What this task involves: Copy out exactly every line from the line containing "Where can you see the artichoke" until the records below end, inclusive of both boundary lines.

Data excerpts:
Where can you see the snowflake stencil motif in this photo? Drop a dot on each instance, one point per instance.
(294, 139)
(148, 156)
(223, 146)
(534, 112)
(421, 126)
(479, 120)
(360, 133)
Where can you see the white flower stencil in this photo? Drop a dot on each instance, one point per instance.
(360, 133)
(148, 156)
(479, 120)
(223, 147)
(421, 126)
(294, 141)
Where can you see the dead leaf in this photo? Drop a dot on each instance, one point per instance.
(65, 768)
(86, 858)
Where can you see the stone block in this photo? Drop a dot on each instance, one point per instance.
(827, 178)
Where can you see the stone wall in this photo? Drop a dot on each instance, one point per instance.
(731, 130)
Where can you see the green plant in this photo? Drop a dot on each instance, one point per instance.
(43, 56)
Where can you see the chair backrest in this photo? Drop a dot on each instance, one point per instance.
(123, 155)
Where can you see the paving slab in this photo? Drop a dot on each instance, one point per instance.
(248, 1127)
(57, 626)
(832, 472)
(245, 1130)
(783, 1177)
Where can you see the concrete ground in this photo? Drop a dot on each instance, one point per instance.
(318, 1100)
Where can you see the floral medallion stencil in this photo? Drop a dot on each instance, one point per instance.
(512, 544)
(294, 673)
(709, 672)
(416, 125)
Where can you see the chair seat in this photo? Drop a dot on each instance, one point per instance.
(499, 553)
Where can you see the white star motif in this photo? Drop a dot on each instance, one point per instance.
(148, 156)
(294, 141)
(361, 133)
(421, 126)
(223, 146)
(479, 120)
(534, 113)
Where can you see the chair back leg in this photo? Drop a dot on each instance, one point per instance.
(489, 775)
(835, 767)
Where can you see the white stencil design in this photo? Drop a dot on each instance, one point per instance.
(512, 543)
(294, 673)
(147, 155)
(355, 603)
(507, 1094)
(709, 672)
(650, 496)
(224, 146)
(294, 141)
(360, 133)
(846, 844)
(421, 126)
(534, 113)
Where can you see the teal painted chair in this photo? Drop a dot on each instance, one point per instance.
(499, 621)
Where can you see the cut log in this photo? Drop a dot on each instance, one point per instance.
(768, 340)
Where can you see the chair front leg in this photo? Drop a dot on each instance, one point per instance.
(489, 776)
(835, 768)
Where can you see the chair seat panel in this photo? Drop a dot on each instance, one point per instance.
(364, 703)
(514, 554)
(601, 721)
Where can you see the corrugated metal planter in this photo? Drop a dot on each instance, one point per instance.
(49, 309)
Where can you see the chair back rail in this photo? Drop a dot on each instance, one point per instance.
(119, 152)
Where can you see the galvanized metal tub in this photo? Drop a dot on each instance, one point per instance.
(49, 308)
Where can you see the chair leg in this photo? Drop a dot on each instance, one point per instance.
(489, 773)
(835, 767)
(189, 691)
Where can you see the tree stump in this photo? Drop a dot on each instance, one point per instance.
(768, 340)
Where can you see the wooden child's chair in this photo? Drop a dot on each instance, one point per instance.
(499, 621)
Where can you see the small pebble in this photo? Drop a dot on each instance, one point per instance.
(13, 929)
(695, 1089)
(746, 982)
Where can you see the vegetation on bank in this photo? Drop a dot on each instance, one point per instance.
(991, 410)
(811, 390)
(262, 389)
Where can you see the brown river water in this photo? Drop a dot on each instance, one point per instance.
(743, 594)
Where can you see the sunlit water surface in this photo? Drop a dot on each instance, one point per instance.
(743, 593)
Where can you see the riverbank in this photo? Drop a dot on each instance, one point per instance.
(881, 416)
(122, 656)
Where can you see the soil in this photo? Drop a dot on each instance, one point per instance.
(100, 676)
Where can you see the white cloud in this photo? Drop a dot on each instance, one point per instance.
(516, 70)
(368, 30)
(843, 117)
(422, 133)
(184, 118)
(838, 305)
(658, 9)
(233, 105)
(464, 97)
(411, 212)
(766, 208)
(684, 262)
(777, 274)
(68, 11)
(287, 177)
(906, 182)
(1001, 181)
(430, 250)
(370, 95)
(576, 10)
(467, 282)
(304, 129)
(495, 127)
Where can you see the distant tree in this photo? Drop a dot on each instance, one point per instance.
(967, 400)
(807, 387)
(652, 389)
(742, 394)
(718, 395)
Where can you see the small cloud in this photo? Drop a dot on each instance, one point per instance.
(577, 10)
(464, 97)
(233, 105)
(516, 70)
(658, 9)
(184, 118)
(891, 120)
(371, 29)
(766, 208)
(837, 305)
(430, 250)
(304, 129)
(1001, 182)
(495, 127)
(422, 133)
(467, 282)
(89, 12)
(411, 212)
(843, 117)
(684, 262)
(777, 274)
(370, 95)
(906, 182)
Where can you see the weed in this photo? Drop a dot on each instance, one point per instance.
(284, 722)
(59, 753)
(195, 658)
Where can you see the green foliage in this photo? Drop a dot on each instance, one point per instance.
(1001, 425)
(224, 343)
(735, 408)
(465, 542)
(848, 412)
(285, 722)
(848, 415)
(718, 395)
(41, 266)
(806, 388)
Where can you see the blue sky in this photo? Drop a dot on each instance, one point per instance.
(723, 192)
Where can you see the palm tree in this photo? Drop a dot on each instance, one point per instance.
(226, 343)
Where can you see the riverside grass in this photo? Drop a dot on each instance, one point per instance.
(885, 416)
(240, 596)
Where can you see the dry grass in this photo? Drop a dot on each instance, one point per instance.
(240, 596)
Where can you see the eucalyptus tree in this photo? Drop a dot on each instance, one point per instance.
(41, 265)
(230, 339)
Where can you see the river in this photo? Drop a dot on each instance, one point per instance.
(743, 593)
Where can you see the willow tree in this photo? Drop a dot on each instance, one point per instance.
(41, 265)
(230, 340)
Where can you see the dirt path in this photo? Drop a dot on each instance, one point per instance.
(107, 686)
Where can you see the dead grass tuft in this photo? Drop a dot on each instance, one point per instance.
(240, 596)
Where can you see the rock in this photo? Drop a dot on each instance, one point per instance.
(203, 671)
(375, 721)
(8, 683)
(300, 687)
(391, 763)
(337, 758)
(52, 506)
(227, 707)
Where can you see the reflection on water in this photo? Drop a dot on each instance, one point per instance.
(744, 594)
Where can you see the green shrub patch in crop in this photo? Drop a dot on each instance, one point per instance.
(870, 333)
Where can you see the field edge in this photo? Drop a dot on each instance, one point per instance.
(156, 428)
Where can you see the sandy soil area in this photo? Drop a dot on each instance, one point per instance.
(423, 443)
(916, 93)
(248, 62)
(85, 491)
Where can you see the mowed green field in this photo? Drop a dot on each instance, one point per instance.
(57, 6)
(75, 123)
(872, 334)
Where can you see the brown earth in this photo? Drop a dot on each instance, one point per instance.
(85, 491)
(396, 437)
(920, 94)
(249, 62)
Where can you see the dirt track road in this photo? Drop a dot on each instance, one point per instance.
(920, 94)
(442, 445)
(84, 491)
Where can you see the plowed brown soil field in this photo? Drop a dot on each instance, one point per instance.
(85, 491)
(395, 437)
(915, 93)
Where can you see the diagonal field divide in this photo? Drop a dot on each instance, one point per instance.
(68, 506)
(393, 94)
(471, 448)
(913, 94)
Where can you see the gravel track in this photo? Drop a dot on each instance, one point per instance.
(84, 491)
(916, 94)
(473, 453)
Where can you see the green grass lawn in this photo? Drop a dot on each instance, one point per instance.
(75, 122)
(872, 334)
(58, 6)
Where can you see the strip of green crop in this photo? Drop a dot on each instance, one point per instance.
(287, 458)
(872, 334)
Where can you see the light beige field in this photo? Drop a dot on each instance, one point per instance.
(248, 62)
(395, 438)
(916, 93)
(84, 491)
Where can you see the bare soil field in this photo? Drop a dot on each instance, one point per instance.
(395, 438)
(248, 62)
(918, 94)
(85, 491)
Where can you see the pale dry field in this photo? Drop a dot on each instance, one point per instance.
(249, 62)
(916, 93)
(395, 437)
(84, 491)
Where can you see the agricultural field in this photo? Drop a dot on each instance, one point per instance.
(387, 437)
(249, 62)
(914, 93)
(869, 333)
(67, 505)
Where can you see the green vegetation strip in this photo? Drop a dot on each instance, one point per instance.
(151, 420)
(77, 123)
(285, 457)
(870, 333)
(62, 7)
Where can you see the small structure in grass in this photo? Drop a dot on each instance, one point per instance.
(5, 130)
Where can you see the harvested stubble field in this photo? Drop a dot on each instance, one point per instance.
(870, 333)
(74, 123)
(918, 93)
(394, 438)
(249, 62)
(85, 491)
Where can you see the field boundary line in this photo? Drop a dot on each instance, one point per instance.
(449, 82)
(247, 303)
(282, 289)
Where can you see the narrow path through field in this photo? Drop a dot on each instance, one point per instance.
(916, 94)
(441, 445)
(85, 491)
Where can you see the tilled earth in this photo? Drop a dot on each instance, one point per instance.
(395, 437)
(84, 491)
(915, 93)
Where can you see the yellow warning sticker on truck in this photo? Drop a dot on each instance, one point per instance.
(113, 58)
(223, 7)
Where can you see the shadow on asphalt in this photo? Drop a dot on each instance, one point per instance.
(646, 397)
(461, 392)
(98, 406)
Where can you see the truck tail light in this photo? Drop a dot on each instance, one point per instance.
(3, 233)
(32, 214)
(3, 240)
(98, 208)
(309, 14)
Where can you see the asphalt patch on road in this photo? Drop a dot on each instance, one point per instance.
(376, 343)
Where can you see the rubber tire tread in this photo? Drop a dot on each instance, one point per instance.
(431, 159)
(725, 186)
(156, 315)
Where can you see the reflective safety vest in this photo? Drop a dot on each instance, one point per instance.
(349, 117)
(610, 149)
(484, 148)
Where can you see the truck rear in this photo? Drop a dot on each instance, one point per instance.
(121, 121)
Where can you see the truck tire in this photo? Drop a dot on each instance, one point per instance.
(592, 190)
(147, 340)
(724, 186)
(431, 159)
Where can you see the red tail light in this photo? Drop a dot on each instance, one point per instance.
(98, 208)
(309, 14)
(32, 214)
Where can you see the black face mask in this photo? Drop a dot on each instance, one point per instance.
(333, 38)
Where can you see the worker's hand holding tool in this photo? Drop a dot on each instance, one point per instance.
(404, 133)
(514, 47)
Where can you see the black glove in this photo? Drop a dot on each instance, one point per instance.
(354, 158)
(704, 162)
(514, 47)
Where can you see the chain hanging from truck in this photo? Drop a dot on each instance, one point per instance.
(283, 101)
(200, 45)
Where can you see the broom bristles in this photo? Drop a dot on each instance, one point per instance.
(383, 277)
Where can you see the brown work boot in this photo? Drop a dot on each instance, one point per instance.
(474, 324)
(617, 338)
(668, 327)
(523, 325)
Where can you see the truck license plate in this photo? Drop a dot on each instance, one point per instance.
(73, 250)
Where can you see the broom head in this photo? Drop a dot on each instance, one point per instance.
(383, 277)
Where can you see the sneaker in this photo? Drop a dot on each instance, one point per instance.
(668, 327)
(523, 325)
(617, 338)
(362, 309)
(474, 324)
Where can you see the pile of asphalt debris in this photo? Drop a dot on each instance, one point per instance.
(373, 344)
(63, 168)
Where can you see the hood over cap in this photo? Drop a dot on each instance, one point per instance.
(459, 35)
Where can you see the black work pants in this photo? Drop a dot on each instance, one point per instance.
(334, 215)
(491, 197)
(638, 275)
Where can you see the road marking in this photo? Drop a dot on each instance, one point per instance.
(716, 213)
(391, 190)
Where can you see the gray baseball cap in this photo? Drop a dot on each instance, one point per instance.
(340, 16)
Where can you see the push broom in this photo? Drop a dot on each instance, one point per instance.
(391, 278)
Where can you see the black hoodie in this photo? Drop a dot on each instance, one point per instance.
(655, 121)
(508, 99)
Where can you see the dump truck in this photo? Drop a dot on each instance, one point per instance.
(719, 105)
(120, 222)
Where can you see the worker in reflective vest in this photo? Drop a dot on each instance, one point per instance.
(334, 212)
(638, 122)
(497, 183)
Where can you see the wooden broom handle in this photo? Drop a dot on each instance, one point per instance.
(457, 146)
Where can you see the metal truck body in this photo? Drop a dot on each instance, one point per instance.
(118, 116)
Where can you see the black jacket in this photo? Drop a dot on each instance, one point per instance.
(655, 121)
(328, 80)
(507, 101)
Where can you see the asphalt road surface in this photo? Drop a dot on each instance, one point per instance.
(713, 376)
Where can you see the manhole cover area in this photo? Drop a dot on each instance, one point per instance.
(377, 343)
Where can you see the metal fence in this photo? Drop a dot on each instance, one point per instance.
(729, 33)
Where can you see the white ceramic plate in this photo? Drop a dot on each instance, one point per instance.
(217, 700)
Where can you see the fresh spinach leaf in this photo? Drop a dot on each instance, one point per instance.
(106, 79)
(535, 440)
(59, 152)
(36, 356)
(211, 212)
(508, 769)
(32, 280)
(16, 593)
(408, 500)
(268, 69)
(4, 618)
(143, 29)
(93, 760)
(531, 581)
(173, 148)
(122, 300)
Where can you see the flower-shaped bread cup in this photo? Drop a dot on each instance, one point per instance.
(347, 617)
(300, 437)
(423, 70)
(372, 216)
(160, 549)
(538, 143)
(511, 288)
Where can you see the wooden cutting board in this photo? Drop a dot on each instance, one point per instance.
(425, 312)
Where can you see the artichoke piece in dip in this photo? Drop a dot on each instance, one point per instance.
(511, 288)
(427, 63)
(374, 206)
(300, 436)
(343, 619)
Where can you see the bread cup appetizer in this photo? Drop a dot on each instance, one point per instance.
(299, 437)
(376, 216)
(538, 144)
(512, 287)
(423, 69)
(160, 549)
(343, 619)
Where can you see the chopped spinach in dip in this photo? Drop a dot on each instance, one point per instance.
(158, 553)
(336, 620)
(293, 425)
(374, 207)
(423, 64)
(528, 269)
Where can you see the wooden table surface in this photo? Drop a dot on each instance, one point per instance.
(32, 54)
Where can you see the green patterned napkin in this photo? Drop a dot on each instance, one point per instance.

Solution to the problem:
Where can you see the artichoke piece in dip in this photo? Drop a dot on each instance, one point per instance.
(511, 288)
(427, 63)
(374, 206)
(300, 436)
(343, 619)
Where can you see the bread cup appetizer in this photo? Drop a dot on each instance, one point per instance.
(299, 437)
(376, 216)
(538, 144)
(512, 287)
(423, 69)
(160, 549)
(343, 619)
Where can you see the chopped spinach in dip in this photo? Drop a dot on each instance, one point per instance.
(158, 553)
(336, 620)
(293, 425)
(374, 207)
(423, 64)
(528, 269)
Where can you see the wooden table surface in this photo? Drop a dot on each instance, one point per instance.
(32, 54)
Where can you see the green patterned napkin in this photo? Drop a dot on each instance, one point per instance.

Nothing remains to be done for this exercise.